**Goal**
Reproduce the lines of the records below word for word, beginning with the line that contains "Find the asphalt" and ending with the line that contains "[[[222,45],[217,52],[238,61],[256,63],[256,29]]]". Include both of those lines.

Start of Available records

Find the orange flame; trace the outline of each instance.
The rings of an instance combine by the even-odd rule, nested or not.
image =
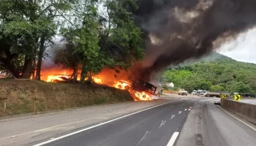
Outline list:
[[[104,68],[98,74],[93,75],[92,79],[94,82],[98,84],[104,84],[116,88],[129,91],[134,101],[152,100],[152,95],[146,92],[138,92],[132,90],[132,82],[128,79],[129,72],[125,70],[113,70],[108,68]],[[56,82],[57,81],[64,81],[61,77],[70,78],[72,71],[63,70],[60,68],[42,72],[41,80],[47,82]],[[80,80],[80,76],[78,76]],[[85,78],[88,80],[88,77]]]

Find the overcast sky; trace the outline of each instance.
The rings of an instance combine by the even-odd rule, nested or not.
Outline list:
[[[256,29],[240,35],[234,41],[223,45],[217,52],[238,61],[256,64]]]

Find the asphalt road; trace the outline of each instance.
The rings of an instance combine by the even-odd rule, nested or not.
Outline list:
[[[31,145],[86,126],[172,101],[173,99],[168,99],[125,102],[2,119],[0,120],[0,146]]]
[[[166,146],[198,100],[166,104],[44,145]]]
[[[255,125],[216,101],[180,96],[0,120],[0,145],[255,145]]]
[[[219,98],[198,102],[188,115],[176,146],[255,146],[255,125],[214,105]]]

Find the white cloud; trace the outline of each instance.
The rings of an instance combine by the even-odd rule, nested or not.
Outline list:
[[[222,45],[217,52],[238,61],[256,63],[256,29]]]

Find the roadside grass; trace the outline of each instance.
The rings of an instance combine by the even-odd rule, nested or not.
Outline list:
[[[128,101],[128,91],[108,86],[0,79],[0,116]]]

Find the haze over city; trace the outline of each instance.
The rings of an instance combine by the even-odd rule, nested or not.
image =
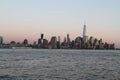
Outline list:
[[[120,0],[1,0],[0,36],[5,42],[31,43],[41,33],[70,38],[87,35],[102,38],[120,47]]]

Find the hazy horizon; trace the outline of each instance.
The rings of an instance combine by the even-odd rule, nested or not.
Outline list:
[[[51,36],[87,35],[120,47],[120,0],[1,0],[0,36],[11,40],[37,41]]]

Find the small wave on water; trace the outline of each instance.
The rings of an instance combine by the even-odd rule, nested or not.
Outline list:
[[[120,51],[0,50],[0,80],[120,80]]]

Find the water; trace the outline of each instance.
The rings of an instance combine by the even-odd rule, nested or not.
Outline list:
[[[120,51],[0,49],[0,80],[120,80]]]

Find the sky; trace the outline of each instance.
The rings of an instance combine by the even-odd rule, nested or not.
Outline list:
[[[120,0],[0,0],[0,36],[37,41],[41,33],[71,39],[87,35],[120,47]]]

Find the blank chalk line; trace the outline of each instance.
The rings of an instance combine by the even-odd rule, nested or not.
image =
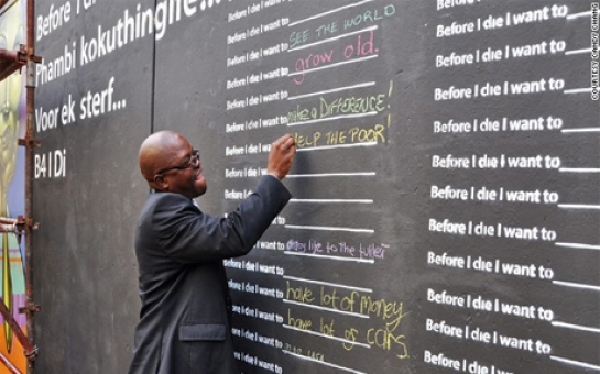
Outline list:
[[[353,59],[348,59],[348,61],[341,61],[339,63],[334,63],[334,64],[329,64],[329,65],[323,65],[323,66],[318,66],[318,67],[314,67],[312,69],[306,69],[306,70],[299,70],[299,72],[294,72],[294,73],[290,73],[287,76],[288,77],[294,77],[296,75],[305,75],[305,74],[310,74],[310,73],[315,73],[315,72],[318,72],[318,70],[323,70],[323,69],[330,69],[332,67],[338,67],[338,66],[343,66],[343,65],[348,65],[348,64],[356,64],[356,63],[362,63],[363,61],[368,61],[368,59],[373,59],[373,58],[378,58],[379,55],[370,55],[370,56],[366,56],[366,57],[358,57],[358,58],[353,58]],[[590,92],[591,92],[591,88],[590,88]]]
[[[362,30],[352,31],[352,32],[349,32],[349,33],[346,33],[346,34],[340,34],[340,35],[334,36],[334,37],[324,38],[323,41],[318,41],[318,42],[315,42],[315,43],[309,43],[309,44],[304,44],[304,45],[301,45],[301,46],[297,46],[297,47],[293,47],[293,48],[287,50],[287,52],[294,52],[294,51],[308,48],[308,47],[319,45],[319,44],[335,42],[335,41],[338,41],[340,38],[345,38],[345,37],[348,37],[348,36],[361,34],[361,33],[367,32],[367,31],[374,31],[374,30],[378,30],[378,29],[379,29],[379,26],[369,26],[369,28],[366,28],[366,29],[362,29]]]
[[[285,251],[283,253],[284,254],[290,254],[290,255],[293,255],[293,256],[319,257],[319,258],[336,260],[336,261],[358,262],[358,263],[363,263],[363,264],[374,264],[375,263],[375,261],[372,260],[372,258],[330,256],[330,255],[325,255],[325,254],[314,254],[314,253],[293,252],[293,251]]]
[[[324,280],[315,280],[315,279],[307,279],[307,278],[301,278],[301,277],[292,276],[292,275],[284,275],[283,278],[284,278],[284,279],[291,279],[291,280],[297,280],[297,282],[304,282],[304,283],[314,283],[314,284],[324,285],[324,286],[331,286],[331,287],[338,287],[338,288],[353,289],[353,290],[359,290],[359,292],[361,292],[361,293],[372,293],[372,292],[373,292],[372,288],[363,288],[363,287],[347,286],[347,285],[341,285],[341,284],[339,284],[339,283],[331,283],[331,282],[324,282]]]
[[[287,100],[304,99],[304,98],[309,98],[309,97],[312,97],[312,96],[327,95],[327,94],[334,94],[334,92],[340,92],[340,91],[346,91],[346,90],[354,89],[354,88],[371,87],[371,86],[374,86],[374,85],[375,85],[374,81],[367,81],[367,82],[363,82],[363,84],[358,84],[358,85],[352,85],[352,86],[346,86],[346,87],[326,89],[326,90],[318,91],[318,92],[312,92],[312,94],[304,94],[304,95],[290,96],[290,97],[287,98]]]
[[[294,300],[288,300],[288,299],[283,299],[283,302],[297,305],[297,306],[301,306],[301,307],[307,307],[307,308],[324,310],[324,311],[331,311],[331,312],[339,314],[339,315],[345,315],[345,316],[351,316],[351,317],[358,317],[358,318],[364,318],[364,319],[370,318],[369,316],[357,314],[354,311],[343,311],[343,310],[339,310],[339,309],[327,308],[327,307],[321,307],[321,306],[318,306],[318,305],[299,302],[299,301],[294,301]]]
[[[591,15],[591,10],[589,10],[587,12],[569,14],[569,15],[567,15],[567,20],[575,20],[575,19],[581,18],[581,16],[587,16],[587,15]]]
[[[555,285],[565,286],[565,287],[600,290],[600,286],[586,285],[586,284],[582,284],[582,283],[564,282],[564,280],[553,280],[552,283],[555,284]]]
[[[327,338],[327,339],[331,339],[331,340],[337,340],[337,341],[340,341],[342,343],[348,343],[348,344],[352,344],[352,345],[359,345],[359,346],[364,346],[364,348],[371,348],[371,345],[369,344],[364,344],[364,343],[357,343],[354,341],[351,341],[351,340],[348,340],[348,339],[343,339],[343,338],[338,338],[338,337],[332,337],[332,336],[328,336],[326,333],[321,333],[321,332],[316,332],[316,331],[312,331],[312,330],[304,330],[304,329],[298,329],[296,327],[293,327],[293,326],[290,326],[290,324],[283,324],[283,327],[285,329],[288,329],[288,330],[294,330],[294,331],[298,331],[298,332],[304,332],[304,333],[309,333],[312,336],[317,336],[317,337],[321,337],[321,338]]]
[[[596,167],[561,167],[560,173],[600,173],[600,168]]]
[[[306,361],[310,361],[310,362],[314,362],[314,363],[317,363],[317,364],[321,364],[321,365],[325,365],[325,366],[335,367],[335,369],[338,369],[338,370],[341,370],[341,371],[345,371],[345,372],[354,373],[354,374],[367,374],[367,373],[364,373],[364,372],[359,372],[358,370],[353,370],[353,369],[348,369],[348,367],[339,366],[339,365],[332,364],[332,363],[330,363],[330,362],[319,361],[319,360],[316,360],[316,359],[313,359],[313,358],[308,358],[308,356],[305,356],[305,355],[302,355],[302,354],[292,353],[292,352],[286,351],[286,350],[283,350],[282,352],[285,353],[285,354],[290,354],[290,355],[296,356],[296,358],[298,358],[298,359],[301,359],[301,360],[306,360]]]
[[[591,92],[591,87],[589,88],[572,88],[572,89],[566,89],[563,91],[563,94],[587,94],[587,92]]]
[[[372,230],[372,229],[353,229],[353,228],[327,227],[327,226],[285,224],[284,228],[294,229],[294,230],[313,230],[313,231],[346,231],[346,232],[364,232],[364,233],[375,232],[375,230]]]
[[[372,177],[375,172],[364,173],[321,173],[321,174],[288,174],[286,178],[329,178],[329,177]]]
[[[290,202],[314,202],[314,204],[373,204],[372,199],[290,199]]]
[[[559,204],[558,208],[563,209],[600,209],[600,205],[591,204]]]
[[[560,243],[556,242],[554,245],[557,246],[566,246],[566,248],[574,248],[579,250],[596,250],[600,251],[600,245],[592,245],[592,244],[580,244],[580,243]]]
[[[598,366],[598,365],[592,365],[592,364],[588,364],[588,363],[585,363],[585,362],[579,362],[579,361],[563,359],[563,358],[559,358],[559,356],[556,356],[556,355],[550,355],[550,360],[559,361],[559,362],[563,362],[563,363],[566,363],[566,364],[570,364],[570,365],[575,365],[575,366],[580,366],[580,367],[586,367],[586,369],[592,369],[592,370],[596,370],[596,371],[599,371],[599,372],[600,372],[600,366]]]
[[[580,330],[580,331],[589,331],[589,332],[600,333],[600,329],[590,328],[590,327],[587,327],[587,326],[571,324],[571,323],[559,322],[559,321],[552,321],[552,324],[554,327],[565,328],[565,329],[572,329],[572,330]]]
[[[364,112],[364,113],[354,113],[354,114],[343,114],[343,116],[336,116],[336,117],[326,117],[326,118],[319,118],[316,120],[308,120],[308,121],[301,121],[301,122],[287,122],[288,127],[296,127],[299,124],[310,124],[310,123],[319,123],[319,122],[328,122],[328,121],[337,121],[337,120],[343,120],[347,118],[362,118],[362,117],[370,117],[370,116],[377,116],[377,111],[371,112]]]
[[[566,51],[565,55],[570,56],[570,55],[578,55],[581,53],[591,53],[591,48]]]
[[[373,2],[374,0],[362,0],[362,1],[359,1],[359,2],[354,2],[354,3],[351,3],[351,4],[348,4],[348,6],[343,6],[343,7],[339,7],[339,8],[336,8],[336,9],[331,9],[331,10],[328,10],[326,12],[323,12],[323,13],[317,13],[317,14],[314,14],[314,15],[310,15],[308,18],[305,18],[303,20],[297,20],[297,21],[294,21],[294,22],[291,22],[288,23],[287,25],[288,26],[295,26],[296,24],[301,24],[301,23],[304,23],[304,22],[308,22],[308,21],[312,21],[312,20],[316,20],[316,19],[319,19],[321,16],[325,16],[325,15],[329,15],[329,14],[332,14],[332,13],[337,13],[337,12],[340,12],[345,9],[349,9],[349,8],[353,8],[353,7],[359,7],[359,6],[362,6],[362,4],[366,4],[368,2]]]
[[[571,133],[571,132],[600,132],[600,128],[581,128],[581,129],[563,129],[560,130],[563,133]]]
[[[307,151],[325,151],[325,150],[337,150],[337,148],[356,148],[357,146],[375,146],[377,142],[367,142],[367,143],[352,143],[352,144],[336,144],[336,145],[319,145],[319,146],[308,146],[306,148],[299,148],[297,152],[307,152]]]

End of Available records

**Response to the task**
Find the asphalt road; trace the outline of each instance.
The rings of an instance combine by the even-odd rule, nested or not.
Outline list:
[[[31,145],[86,126],[172,101],[173,99],[168,99],[125,102],[2,119],[0,120],[0,146]]]
[[[166,146],[198,100],[166,104],[44,145]]]
[[[255,125],[216,101],[180,96],[0,120],[0,145],[255,145]]]
[[[219,98],[198,102],[188,115],[176,146],[255,146],[255,125],[214,105]]]

Find the white cloud; trace the outline of each instance.
The rings of an instance combine by the even-odd rule, nested or not.
Outline list:
[[[222,45],[217,52],[238,61],[256,63],[256,29]]]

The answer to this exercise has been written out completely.